Problem: From top to bottom, reproduce the listing without a single change.

Given records:
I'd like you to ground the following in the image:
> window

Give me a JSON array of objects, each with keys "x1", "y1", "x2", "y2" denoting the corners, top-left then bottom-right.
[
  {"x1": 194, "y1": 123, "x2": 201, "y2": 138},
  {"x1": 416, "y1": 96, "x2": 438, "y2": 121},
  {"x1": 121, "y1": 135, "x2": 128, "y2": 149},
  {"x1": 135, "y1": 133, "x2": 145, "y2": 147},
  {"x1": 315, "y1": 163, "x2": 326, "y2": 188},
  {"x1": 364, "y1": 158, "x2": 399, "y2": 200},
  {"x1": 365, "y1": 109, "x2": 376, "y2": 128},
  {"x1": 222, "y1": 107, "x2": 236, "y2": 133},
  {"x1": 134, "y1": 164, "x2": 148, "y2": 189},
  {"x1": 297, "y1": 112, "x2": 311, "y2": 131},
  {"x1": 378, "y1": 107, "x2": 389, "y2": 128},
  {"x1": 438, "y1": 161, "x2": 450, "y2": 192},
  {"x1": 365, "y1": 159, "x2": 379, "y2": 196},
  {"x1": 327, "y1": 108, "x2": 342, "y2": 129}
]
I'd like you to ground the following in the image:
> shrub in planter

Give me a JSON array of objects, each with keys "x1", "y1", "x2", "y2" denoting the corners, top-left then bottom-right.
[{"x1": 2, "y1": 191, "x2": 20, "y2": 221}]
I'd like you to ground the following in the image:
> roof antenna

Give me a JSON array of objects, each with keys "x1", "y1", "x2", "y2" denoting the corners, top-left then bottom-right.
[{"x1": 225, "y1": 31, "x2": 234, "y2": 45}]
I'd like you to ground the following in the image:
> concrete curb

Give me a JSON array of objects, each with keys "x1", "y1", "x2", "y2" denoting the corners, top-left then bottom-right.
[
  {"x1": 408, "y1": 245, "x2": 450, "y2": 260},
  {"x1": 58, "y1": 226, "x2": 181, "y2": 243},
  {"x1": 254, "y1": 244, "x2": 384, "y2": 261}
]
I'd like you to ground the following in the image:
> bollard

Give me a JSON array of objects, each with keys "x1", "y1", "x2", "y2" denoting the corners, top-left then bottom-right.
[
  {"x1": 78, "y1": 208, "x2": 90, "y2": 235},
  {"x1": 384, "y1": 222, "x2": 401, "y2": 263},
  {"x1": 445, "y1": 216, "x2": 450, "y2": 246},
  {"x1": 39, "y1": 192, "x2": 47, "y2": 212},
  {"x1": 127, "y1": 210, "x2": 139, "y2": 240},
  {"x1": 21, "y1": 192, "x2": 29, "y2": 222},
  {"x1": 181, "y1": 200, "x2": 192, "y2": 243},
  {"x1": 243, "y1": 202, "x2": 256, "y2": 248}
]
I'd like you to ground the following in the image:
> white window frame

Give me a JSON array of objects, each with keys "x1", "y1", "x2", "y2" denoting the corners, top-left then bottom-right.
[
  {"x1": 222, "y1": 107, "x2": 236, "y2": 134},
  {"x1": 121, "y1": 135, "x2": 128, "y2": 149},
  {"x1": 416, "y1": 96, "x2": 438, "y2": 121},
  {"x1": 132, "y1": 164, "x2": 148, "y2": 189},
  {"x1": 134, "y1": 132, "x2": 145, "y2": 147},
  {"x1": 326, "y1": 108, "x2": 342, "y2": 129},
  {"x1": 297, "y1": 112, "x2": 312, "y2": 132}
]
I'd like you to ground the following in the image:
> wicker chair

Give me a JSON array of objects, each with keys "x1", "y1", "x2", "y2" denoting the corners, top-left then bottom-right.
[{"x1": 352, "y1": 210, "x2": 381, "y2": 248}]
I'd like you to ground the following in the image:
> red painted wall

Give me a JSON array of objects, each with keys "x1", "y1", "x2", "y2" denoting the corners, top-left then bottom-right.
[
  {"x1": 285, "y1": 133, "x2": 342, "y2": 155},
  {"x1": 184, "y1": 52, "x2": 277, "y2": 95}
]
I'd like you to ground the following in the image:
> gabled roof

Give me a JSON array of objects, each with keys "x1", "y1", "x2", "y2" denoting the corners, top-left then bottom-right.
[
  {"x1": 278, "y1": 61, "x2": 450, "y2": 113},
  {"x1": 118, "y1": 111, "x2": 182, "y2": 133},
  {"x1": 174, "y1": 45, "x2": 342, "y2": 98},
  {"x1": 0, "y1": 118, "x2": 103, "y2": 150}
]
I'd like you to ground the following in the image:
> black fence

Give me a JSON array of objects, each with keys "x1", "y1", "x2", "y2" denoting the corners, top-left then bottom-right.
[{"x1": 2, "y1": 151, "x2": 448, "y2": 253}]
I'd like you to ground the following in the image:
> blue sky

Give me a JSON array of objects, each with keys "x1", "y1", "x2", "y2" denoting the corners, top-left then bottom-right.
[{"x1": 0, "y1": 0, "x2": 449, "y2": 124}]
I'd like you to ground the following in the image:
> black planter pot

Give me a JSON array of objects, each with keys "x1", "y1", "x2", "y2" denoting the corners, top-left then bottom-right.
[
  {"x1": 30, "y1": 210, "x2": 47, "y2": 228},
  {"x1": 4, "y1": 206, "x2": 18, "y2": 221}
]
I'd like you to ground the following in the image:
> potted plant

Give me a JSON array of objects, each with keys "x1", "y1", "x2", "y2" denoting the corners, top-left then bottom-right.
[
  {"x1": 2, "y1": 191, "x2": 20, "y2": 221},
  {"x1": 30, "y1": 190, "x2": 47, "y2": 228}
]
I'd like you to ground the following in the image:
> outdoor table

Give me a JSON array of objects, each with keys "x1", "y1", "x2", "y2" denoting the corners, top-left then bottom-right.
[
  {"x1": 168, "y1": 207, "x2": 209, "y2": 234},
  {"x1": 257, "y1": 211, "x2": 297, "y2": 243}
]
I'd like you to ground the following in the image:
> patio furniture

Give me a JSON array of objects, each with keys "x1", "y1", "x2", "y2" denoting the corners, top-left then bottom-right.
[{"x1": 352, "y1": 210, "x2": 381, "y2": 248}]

Answer for the task:
I'd like you to ground the following in the image:
> window

Give me a JSON array of objects, each with keys "x1", "y1", "x2", "y2" denoting the corners, top-left then bottom-right.
[
  {"x1": 194, "y1": 123, "x2": 201, "y2": 138},
  {"x1": 416, "y1": 96, "x2": 438, "y2": 121},
  {"x1": 121, "y1": 135, "x2": 128, "y2": 149},
  {"x1": 135, "y1": 133, "x2": 145, "y2": 147},
  {"x1": 315, "y1": 163, "x2": 326, "y2": 188},
  {"x1": 364, "y1": 158, "x2": 399, "y2": 200},
  {"x1": 365, "y1": 109, "x2": 376, "y2": 128},
  {"x1": 222, "y1": 107, "x2": 236, "y2": 133},
  {"x1": 134, "y1": 164, "x2": 148, "y2": 189},
  {"x1": 297, "y1": 112, "x2": 311, "y2": 131},
  {"x1": 378, "y1": 107, "x2": 389, "y2": 128},
  {"x1": 438, "y1": 161, "x2": 450, "y2": 192},
  {"x1": 365, "y1": 159, "x2": 379, "y2": 196},
  {"x1": 327, "y1": 108, "x2": 342, "y2": 129}
]
I'd like you to ground the following in the image:
> shrub in planter

Give me a JSON array of objects, each with keys "x1", "y1", "x2", "y2" denoting the corners, top-left then bottom-right.
[{"x1": 2, "y1": 191, "x2": 20, "y2": 221}]
I'd like you to ground the following in the image:
> roof antenna

Give me a JSON array of objects, each with keys "x1", "y1", "x2", "y2" denoting the corners, top-left then bottom-right.
[{"x1": 225, "y1": 31, "x2": 234, "y2": 45}]
I'd like you to ground the following in the image:
> concrete curb

Give me a JSON array of objects, each with keys "x1", "y1", "x2", "y2" denoting the corners, top-left then bottom-right.
[
  {"x1": 408, "y1": 245, "x2": 450, "y2": 260},
  {"x1": 58, "y1": 226, "x2": 181, "y2": 243},
  {"x1": 254, "y1": 244, "x2": 384, "y2": 261}
]
I'd like you to ground the following in the image:
> bollard

Give me a JSON array of objects, each with keys "x1", "y1", "x2", "y2" denoting the corners, top-left then bottom-right.
[
  {"x1": 78, "y1": 208, "x2": 90, "y2": 235},
  {"x1": 384, "y1": 222, "x2": 401, "y2": 263},
  {"x1": 445, "y1": 216, "x2": 450, "y2": 246},
  {"x1": 39, "y1": 192, "x2": 47, "y2": 212},
  {"x1": 127, "y1": 210, "x2": 139, "y2": 240},
  {"x1": 21, "y1": 192, "x2": 29, "y2": 222},
  {"x1": 181, "y1": 200, "x2": 192, "y2": 243},
  {"x1": 243, "y1": 202, "x2": 256, "y2": 248}
]
I'd like you to ground the following in the image:
> white window frame

Give me a JSON array of objects, each with keys "x1", "y1", "x2", "y2" denoting the corners, top-left then bottom-right.
[
  {"x1": 222, "y1": 107, "x2": 236, "y2": 134},
  {"x1": 121, "y1": 135, "x2": 128, "y2": 149},
  {"x1": 416, "y1": 96, "x2": 438, "y2": 121},
  {"x1": 132, "y1": 164, "x2": 148, "y2": 189},
  {"x1": 134, "y1": 132, "x2": 145, "y2": 147},
  {"x1": 326, "y1": 108, "x2": 342, "y2": 129},
  {"x1": 297, "y1": 112, "x2": 312, "y2": 132}
]
I'd like you to ground the following in the image:
> wicker chair

Give me a JSON array of objects, each with keys "x1", "y1", "x2", "y2" denoting the corners, top-left then bottom-right.
[{"x1": 352, "y1": 210, "x2": 381, "y2": 248}]
I'd like you to ground the following in the image:
> red painted wall

Give me a JSON array of objects, each with keys "x1", "y1", "x2", "y2" denoting the corners, top-left then bottom-right.
[
  {"x1": 285, "y1": 133, "x2": 342, "y2": 155},
  {"x1": 184, "y1": 52, "x2": 277, "y2": 95}
]
I'd like you to ground the following in the image:
> gabled roof

Give me a JSON array of objects, each with keys "x1", "y1", "x2", "y2" denoting the corners, top-left then bottom-right.
[
  {"x1": 278, "y1": 61, "x2": 450, "y2": 113},
  {"x1": 118, "y1": 111, "x2": 182, "y2": 133},
  {"x1": 174, "y1": 45, "x2": 342, "y2": 98},
  {"x1": 0, "y1": 118, "x2": 103, "y2": 150}
]
I'd like you to ground the following in the image:
> black fence

Give me a JSON array of objects, each with keys "x1", "y1", "x2", "y2" denoting the corners, top-left then bottom-right.
[{"x1": 2, "y1": 151, "x2": 448, "y2": 253}]
I'd like you to ground the following in the image:
> blue sky

Give me a JSON array of objects, each with keys "x1", "y1", "x2", "y2" denoting the corners, top-left then bottom-right.
[{"x1": 0, "y1": 0, "x2": 449, "y2": 124}]
I'd like you to ground the following in the image:
> black planter pot

Give me a JSON array of objects, each with keys "x1", "y1", "x2", "y2" denoting the corners, top-left then bottom-right.
[
  {"x1": 30, "y1": 210, "x2": 47, "y2": 228},
  {"x1": 4, "y1": 206, "x2": 18, "y2": 221}
]
I'd like you to ground the following in the image:
> potted plant

Give me a JSON array of objects, each with keys "x1", "y1", "x2", "y2" denoting the corners, top-left then bottom-right.
[
  {"x1": 2, "y1": 191, "x2": 20, "y2": 221},
  {"x1": 30, "y1": 190, "x2": 47, "y2": 228}
]
I'd like you to ground the following in the image:
> outdoor table

Give me a JSON array of objects, each with keys "x1", "y1", "x2", "y2" denoting the corners, top-left then bottom-right.
[
  {"x1": 168, "y1": 207, "x2": 209, "y2": 234},
  {"x1": 257, "y1": 211, "x2": 297, "y2": 243}
]
I'd like you to ground the following in the image:
> patio furniture

Give me a JSON array of objects, each with keys "x1", "y1", "x2", "y2" denoting the corners, top-left then bottom-right.
[{"x1": 352, "y1": 210, "x2": 381, "y2": 248}]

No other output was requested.